## What you are asked to do
State how many lines in the records below contain the word "reflection". Reply with the number alone.

Start of Data for this exercise

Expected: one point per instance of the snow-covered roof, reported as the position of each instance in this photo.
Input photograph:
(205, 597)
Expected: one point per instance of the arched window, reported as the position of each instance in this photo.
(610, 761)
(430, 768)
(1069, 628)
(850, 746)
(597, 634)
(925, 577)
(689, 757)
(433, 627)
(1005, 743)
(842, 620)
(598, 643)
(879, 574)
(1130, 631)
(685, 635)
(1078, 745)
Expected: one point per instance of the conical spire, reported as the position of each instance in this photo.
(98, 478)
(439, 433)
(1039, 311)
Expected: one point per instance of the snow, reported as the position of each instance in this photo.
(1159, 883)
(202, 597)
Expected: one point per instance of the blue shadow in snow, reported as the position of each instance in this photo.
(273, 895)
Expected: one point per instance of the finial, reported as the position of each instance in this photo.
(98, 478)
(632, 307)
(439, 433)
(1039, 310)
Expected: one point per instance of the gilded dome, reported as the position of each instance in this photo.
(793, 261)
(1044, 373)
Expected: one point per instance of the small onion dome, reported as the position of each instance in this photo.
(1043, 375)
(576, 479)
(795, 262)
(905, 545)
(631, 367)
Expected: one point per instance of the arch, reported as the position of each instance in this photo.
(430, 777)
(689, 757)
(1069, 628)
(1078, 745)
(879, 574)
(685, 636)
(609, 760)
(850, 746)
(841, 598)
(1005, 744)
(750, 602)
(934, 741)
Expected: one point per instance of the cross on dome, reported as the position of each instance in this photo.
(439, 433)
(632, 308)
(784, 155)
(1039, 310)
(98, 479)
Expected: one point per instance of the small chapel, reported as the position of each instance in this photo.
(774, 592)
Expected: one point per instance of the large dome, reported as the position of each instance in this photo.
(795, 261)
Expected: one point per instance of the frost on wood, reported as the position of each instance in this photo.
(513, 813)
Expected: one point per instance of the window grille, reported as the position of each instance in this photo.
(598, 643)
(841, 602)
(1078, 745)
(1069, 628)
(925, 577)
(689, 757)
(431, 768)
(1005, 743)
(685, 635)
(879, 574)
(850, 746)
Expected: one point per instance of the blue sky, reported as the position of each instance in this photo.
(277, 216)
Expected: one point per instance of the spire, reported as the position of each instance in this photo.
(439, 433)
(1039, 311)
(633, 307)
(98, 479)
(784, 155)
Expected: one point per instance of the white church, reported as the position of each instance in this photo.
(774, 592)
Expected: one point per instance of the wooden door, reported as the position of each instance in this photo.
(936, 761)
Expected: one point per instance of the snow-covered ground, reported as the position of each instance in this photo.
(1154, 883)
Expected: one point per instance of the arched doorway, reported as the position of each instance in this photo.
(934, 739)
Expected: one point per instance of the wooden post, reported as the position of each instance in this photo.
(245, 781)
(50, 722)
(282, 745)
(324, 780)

End of Data for this exercise
Start of Data for this exercise

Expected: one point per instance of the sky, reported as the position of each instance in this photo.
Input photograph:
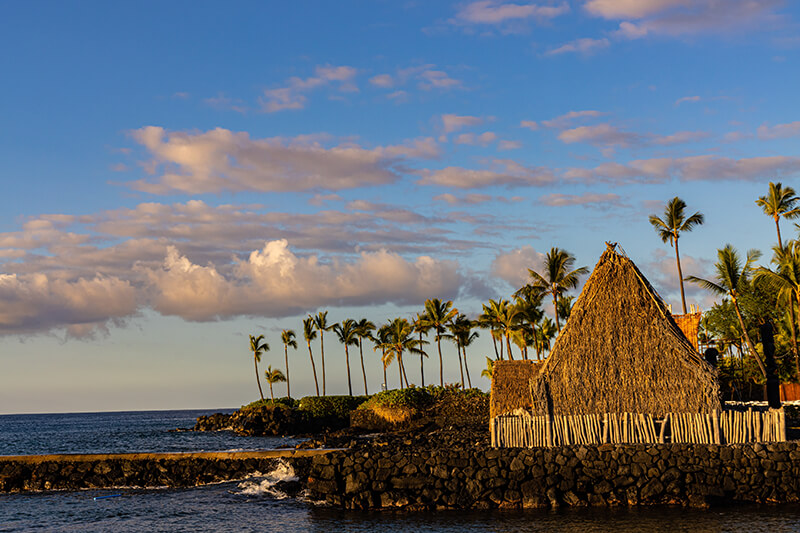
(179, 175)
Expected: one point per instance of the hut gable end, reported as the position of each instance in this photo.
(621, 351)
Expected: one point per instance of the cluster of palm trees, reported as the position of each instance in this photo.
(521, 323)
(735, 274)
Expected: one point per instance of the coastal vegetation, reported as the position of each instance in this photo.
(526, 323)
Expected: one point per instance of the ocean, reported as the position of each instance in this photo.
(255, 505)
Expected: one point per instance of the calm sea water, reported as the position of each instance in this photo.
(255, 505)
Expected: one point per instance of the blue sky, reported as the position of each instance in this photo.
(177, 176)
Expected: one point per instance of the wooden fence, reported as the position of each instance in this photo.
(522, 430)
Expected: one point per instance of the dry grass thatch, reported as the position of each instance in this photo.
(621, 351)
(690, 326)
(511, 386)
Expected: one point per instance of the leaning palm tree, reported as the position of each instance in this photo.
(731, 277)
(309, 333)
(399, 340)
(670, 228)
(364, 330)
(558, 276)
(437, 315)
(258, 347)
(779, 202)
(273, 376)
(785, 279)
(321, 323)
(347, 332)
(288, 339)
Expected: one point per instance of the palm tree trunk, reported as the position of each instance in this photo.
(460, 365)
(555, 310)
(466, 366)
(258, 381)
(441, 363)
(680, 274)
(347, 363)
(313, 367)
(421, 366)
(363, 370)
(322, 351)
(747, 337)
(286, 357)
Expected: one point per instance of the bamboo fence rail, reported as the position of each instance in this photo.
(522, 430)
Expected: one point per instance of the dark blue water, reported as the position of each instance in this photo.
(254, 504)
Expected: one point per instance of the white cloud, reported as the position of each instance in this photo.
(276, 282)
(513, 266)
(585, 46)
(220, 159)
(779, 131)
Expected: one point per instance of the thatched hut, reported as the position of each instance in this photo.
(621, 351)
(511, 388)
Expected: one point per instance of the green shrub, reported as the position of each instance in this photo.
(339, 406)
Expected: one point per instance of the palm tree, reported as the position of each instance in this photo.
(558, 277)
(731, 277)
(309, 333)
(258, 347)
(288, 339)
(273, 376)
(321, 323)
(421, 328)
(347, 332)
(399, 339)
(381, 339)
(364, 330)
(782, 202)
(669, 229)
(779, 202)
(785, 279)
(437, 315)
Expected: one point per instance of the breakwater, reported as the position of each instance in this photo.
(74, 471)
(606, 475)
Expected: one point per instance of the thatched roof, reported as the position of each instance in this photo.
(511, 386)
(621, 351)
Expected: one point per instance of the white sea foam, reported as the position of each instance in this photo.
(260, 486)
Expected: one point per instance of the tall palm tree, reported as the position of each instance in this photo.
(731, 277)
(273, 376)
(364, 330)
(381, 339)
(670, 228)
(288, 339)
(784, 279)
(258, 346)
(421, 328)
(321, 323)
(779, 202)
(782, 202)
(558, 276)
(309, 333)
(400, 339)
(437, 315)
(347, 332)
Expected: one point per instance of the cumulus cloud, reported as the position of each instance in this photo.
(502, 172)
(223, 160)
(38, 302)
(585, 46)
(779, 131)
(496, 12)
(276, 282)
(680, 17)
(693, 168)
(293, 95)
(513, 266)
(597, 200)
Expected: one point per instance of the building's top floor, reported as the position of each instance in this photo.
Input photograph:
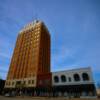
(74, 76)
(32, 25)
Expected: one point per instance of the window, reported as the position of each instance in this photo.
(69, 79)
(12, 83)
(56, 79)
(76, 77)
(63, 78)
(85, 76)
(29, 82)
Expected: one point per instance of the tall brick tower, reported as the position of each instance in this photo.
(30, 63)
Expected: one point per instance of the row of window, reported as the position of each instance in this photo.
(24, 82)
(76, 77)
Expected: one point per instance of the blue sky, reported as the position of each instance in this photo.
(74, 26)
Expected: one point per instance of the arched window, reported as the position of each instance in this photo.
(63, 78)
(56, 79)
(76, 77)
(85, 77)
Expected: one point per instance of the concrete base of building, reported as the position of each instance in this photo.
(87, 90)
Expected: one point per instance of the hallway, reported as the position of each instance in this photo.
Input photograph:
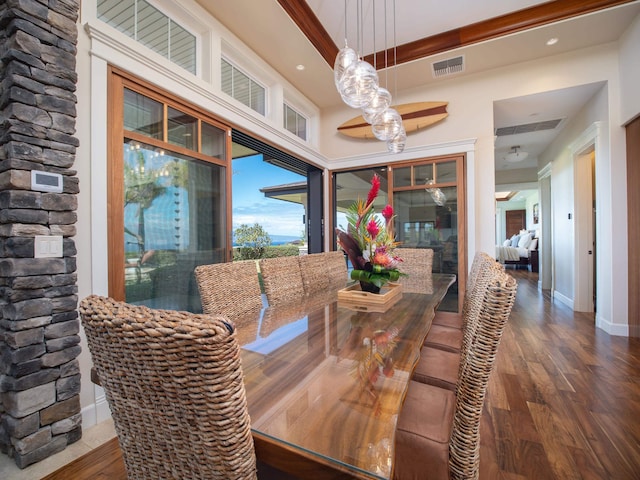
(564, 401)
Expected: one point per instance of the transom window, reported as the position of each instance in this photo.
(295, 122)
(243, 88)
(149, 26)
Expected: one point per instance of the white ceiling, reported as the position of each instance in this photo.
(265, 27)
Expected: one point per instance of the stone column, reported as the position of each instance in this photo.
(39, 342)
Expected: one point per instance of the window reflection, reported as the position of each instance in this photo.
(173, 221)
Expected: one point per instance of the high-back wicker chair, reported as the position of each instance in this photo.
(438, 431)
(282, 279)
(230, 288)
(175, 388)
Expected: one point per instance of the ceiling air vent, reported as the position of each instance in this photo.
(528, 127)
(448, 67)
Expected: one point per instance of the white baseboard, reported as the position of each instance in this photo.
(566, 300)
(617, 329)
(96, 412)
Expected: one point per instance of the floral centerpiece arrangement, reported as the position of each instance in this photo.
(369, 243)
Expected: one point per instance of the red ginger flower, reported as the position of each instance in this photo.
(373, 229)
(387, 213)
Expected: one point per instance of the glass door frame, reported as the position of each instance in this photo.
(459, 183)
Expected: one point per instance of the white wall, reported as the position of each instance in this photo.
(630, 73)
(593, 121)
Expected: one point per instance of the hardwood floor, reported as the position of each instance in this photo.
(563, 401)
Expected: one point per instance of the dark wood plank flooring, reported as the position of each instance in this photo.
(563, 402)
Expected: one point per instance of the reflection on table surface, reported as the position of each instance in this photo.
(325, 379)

End of Data for this exercise

## Response to this task
2